GIVEN PASSAGE:
╭──

- Born: 12 June 1982
- Died: 26 February 2025 (aged 42) Kriukivshchyna, Bucha District, Ukraine
- Cause of death: Drone strike
- Resting place: Baikove Cemetery
- Education: Kyiv National University of Culture and Arts
- Occupations: journalist, editor-in-chief
- Employer: Ukrinform
- Notable work: Nation of Invincibles project
- Spouse: Pavlo Ivanchov
- Children: 1

= Tetiana Kulyk =

Ukrainian journalist, TV anchor

Tetiana Mykolaivna Kulyk (Тетяна Миколаївна Кулик, d. February 26, 2025 in Kriukivshchyna, Bucha District, Ukraine) was a Ukrainian journalist. She worked as the author and host of the Nation of Invincibles project and as the editor-in-chief of the multimedia department of Ukrinform, the national news agency of Ukraine.

Kulyk and her husband, a cancer surgeon and professor at the Bogomolets National Medical University Pavlo Ivanchov (Павло Васильович Іванчов), were killed in a Russian airstrike (Shahed drone) on their home in Bucha District on the night of 25–26 February 2025. A memorial ceremony for the couple was held on 3 March 2025 at the Bogomolets National Medical University. They were buried at the Baikove Cemetery in Kyiv.

According to the Coalition For Women In Journalism, Kulyk was the tenth female journalist murdered by Russia since its full-scale invasion of Ukraine in February 2022. A representative of the UN Secretary-General condemned the journalist's killing, as did the International Federation of Journalists. A drone strike deliberately targeting civilians is a grave breach of the Geneva Conventions, i.e. a war crime. The Secretary-General of the United Nations Educational, Scientific and Cultural Organization UNESCO, Audrey Azoulay, also condemned the killing of the journalist. Journalists' organizations and the UNESCO Secretary-General called for a thorough and transparent investigation into the incident and for the perpetrators to be brought to justice. The UNESCO Secretary-General recalled the principles of international humanitarian law, including United Nations Security Council Resolution 2222 (2015). This resolution was adopted to protect journalists, media professionals and related personnel in conflict situations. According to the Geneva Conventions, parties are obliged to seek out and bring to justice those suspected of grave breaches of the Conventions, regardless of their nationality.

╰──

INFORMATION SHOWN:
╭──

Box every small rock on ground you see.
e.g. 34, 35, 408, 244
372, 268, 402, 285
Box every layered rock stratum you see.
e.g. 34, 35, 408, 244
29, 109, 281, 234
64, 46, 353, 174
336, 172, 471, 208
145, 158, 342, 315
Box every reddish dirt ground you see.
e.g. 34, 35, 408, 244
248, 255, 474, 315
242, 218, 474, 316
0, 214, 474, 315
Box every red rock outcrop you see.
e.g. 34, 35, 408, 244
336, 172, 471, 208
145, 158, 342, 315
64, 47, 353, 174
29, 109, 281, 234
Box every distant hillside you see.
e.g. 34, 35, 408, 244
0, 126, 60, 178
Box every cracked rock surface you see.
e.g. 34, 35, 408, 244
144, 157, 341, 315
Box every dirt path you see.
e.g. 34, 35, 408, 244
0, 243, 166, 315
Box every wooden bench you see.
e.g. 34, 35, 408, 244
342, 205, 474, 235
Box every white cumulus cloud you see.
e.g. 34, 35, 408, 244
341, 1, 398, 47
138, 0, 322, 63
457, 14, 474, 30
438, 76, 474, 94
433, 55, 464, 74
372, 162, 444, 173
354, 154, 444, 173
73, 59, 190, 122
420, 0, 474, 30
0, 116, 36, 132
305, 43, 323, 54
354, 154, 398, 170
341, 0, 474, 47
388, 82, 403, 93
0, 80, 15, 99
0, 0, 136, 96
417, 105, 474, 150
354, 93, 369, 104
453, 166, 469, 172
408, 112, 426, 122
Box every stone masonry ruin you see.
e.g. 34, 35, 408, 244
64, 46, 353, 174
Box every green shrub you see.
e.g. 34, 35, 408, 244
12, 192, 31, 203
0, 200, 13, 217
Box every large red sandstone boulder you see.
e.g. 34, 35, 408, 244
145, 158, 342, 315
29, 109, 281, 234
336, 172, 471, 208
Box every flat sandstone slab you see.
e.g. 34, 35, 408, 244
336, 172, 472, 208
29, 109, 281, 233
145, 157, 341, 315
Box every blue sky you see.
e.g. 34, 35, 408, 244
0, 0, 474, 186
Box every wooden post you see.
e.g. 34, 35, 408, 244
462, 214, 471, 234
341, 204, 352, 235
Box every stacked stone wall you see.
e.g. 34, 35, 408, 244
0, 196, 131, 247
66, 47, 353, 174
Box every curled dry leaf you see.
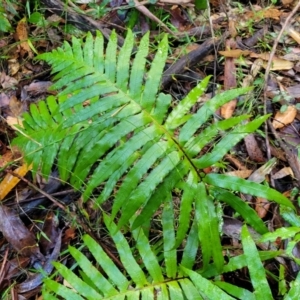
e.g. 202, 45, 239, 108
0, 205, 45, 261
263, 58, 294, 71
244, 133, 265, 162
225, 170, 253, 179
255, 197, 271, 218
219, 49, 252, 58
16, 18, 33, 57
272, 167, 294, 179
272, 105, 297, 129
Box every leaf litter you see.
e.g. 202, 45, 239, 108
0, 0, 300, 296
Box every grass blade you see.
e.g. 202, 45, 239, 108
241, 225, 273, 300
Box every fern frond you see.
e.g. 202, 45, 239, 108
14, 31, 293, 277
43, 214, 237, 300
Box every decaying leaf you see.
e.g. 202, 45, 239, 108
248, 157, 277, 183
244, 133, 265, 162
272, 167, 294, 179
255, 197, 271, 218
219, 49, 252, 58
16, 18, 33, 57
0, 164, 32, 200
263, 58, 294, 71
272, 105, 297, 129
225, 170, 253, 178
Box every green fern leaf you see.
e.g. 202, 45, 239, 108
14, 31, 293, 292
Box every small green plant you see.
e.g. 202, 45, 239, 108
14, 31, 294, 299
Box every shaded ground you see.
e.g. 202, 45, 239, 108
0, 0, 300, 299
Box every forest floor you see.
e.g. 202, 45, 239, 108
0, 0, 300, 299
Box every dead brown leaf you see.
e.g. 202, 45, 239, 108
0, 205, 44, 261
16, 17, 33, 57
219, 49, 252, 58
272, 105, 297, 129
255, 197, 271, 218
0, 72, 18, 89
0, 164, 32, 200
226, 170, 253, 179
244, 134, 265, 162
272, 167, 294, 179
263, 58, 294, 71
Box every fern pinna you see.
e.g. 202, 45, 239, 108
14, 31, 293, 298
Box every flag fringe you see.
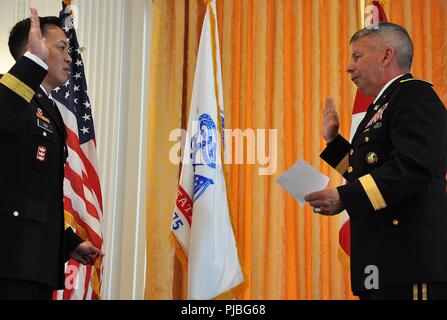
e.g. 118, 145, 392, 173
169, 232, 188, 274
205, 0, 248, 300
337, 247, 351, 271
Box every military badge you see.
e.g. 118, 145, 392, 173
36, 108, 51, 123
366, 103, 388, 128
366, 152, 379, 165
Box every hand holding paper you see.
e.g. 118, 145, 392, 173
276, 160, 329, 207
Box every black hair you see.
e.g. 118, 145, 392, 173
8, 17, 61, 60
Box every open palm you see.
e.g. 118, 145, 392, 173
27, 8, 49, 62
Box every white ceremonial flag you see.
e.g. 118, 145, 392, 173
172, 1, 243, 300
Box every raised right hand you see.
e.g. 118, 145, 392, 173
323, 97, 340, 143
27, 8, 49, 63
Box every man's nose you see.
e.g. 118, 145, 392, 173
65, 53, 73, 63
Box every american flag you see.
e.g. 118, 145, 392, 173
51, 1, 103, 300
338, 0, 388, 276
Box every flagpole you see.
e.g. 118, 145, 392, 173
204, 0, 248, 300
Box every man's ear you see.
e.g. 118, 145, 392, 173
382, 47, 396, 67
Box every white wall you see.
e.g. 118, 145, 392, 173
0, 0, 152, 299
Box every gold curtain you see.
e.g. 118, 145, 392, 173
145, 0, 447, 299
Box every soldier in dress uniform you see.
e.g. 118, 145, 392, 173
0, 9, 102, 300
306, 23, 447, 299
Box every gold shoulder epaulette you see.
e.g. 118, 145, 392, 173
399, 78, 433, 87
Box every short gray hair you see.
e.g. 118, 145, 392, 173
349, 22, 414, 71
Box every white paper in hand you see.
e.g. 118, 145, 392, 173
276, 160, 329, 207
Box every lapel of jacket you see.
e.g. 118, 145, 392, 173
352, 73, 413, 142
34, 88, 66, 138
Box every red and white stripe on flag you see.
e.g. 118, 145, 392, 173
51, 0, 103, 300
172, 1, 243, 300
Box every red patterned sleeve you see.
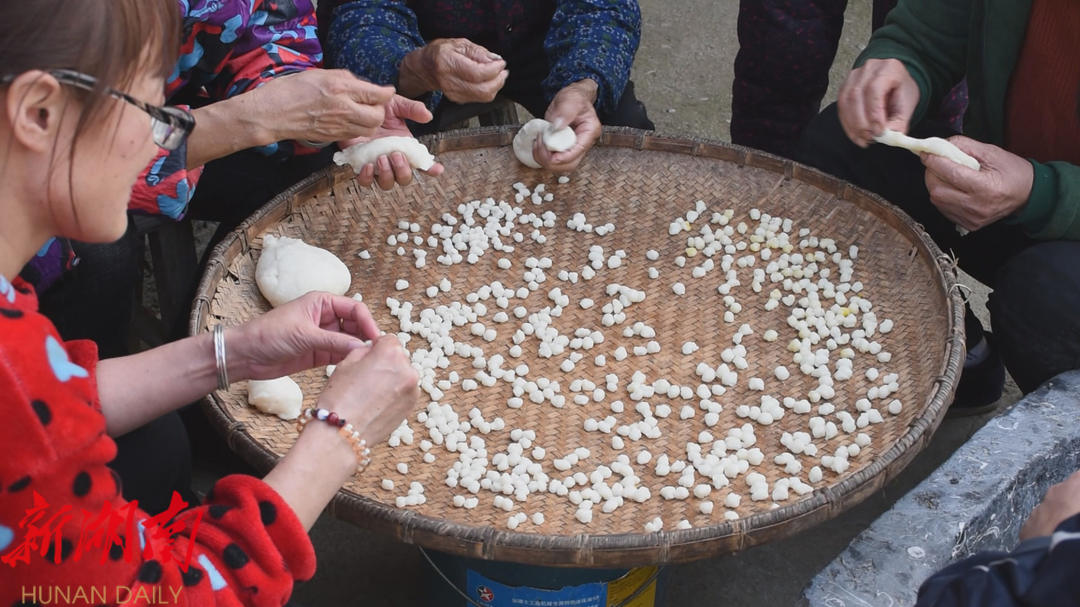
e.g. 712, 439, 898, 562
0, 276, 315, 606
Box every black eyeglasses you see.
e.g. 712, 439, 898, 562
0, 69, 195, 150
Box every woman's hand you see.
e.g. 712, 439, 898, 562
397, 38, 510, 104
319, 335, 420, 438
920, 135, 1035, 231
532, 79, 602, 173
226, 293, 379, 379
836, 59, 919, 148
338, 95, 443, 190
248, 69, 394, 143
266, 335, 419, 529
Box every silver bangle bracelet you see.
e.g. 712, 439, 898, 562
214, 324, 229, 390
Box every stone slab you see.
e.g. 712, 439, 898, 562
804, 370, 1080, 607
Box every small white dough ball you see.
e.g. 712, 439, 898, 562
247, 376, 303, 419
514, 118, 578, 168
255, 234, 352, 308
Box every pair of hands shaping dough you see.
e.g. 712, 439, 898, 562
399, 38, 600, 173
837, 59, 1035, 230
227, 292, 419, 444
248, 69, 443, 190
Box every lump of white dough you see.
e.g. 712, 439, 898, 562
247, 376, 303, 419
514, 118, 578, 168
255, 234, 352, 308
334, 137, 435, 173
874, 129, 981, 171
541, 123, 578, 152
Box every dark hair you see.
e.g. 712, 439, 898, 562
0, 0, 180, 126
0, 0, 181, 221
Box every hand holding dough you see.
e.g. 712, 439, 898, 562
247, 375, 303, 419
874, 129, 980, 171
255, 234, 352, 308
514, 118, 578, 168
334, 137, 435, 173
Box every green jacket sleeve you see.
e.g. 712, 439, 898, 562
855, 0, 973, 123
1012, 160, 1080, 240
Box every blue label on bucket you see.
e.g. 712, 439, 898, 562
465, 569, 607, 607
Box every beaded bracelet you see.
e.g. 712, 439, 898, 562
296, 407, 372, 472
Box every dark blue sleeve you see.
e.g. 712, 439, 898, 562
543, 0, 642, 110
325, 0, 442, 109
916, 515, 1080, 607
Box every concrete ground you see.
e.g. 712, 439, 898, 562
194, 0, 1018, 607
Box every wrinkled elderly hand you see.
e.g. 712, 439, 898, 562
226, 293, 379, 379
532, 79, 603, 173
920, 135, 1035, 231
1020, 471, 1080, 541
247, 69, 394, 143
397, 38, 510, 104
319, 335, 420, 445
836, 59, 919, 148
338, 95, 443, 190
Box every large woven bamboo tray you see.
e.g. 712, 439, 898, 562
191, 129, 963, 567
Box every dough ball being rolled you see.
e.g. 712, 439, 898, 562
255, 234, 352, 308
334, 137, 435, 173
247, 376, 303, 419
514, 118, 578, 168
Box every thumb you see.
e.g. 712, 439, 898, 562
393, 95, 431, 122
876, 116, 910, 135
310, 329, 372, 361
461, 42, 503, 64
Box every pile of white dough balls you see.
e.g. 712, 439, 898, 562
514, 118, 578, 168
255, 234, 352, 308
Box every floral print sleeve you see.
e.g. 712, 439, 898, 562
543, 0, 642, 111
130, 0, 323, 219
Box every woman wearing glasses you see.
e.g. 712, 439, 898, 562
0, 0, 417, 606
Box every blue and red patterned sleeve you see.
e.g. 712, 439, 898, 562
127, 121, 203, 219
326, 0, 442, 110
206, 0, 323, 99
542, 0, 642, 110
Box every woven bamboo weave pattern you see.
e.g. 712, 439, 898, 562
192, 130, 962, 566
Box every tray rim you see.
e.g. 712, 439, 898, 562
189, 125, 964, 567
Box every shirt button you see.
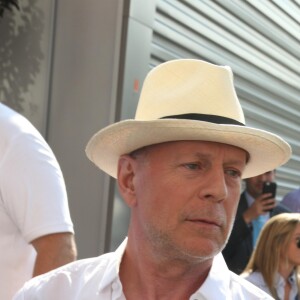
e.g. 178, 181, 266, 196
112, 282, 118, 290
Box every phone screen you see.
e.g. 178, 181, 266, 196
263, 181, 277, 198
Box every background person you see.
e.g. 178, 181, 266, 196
0, 103, 76, 300
281, 188, 300, 212
242, 213, 300, 300
15, 59, 291, 300
223, 170, 290, 274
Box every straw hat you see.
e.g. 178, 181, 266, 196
86, 59, 291, 178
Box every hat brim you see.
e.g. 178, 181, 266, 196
86, 119, 291, 178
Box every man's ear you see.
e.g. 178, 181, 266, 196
117, 155, 136, 207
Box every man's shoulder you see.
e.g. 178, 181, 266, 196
230, 272, 273, 300
14, 253, 113, 300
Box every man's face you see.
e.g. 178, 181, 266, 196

╰──

STUDY QUESTIONS:
• a. According to the article on Tetiana Kulyk, where were she and her husband buried?
• b. Reproduce the article on Tetiana Kulyk from "Tetiana Mykolaivna Kulyk" to "agency of Ukraine.".

SOLUTIONS PER TASK:
• a. At the Baikove Cemetery in Kyiv.

• b.
Tetiana Mykolaivna Kulyk (Тетяна Миколаївна Кулик, d. February 26, 2025 in Kriukivshchyna, Bucha District, Ukraine) was a Ukrainian journalist. She worked as the author and host of the Nation of Invincibles project and as the editor-in-chief of the multimedia department of Ukrinform, the national news agency of Ukraine.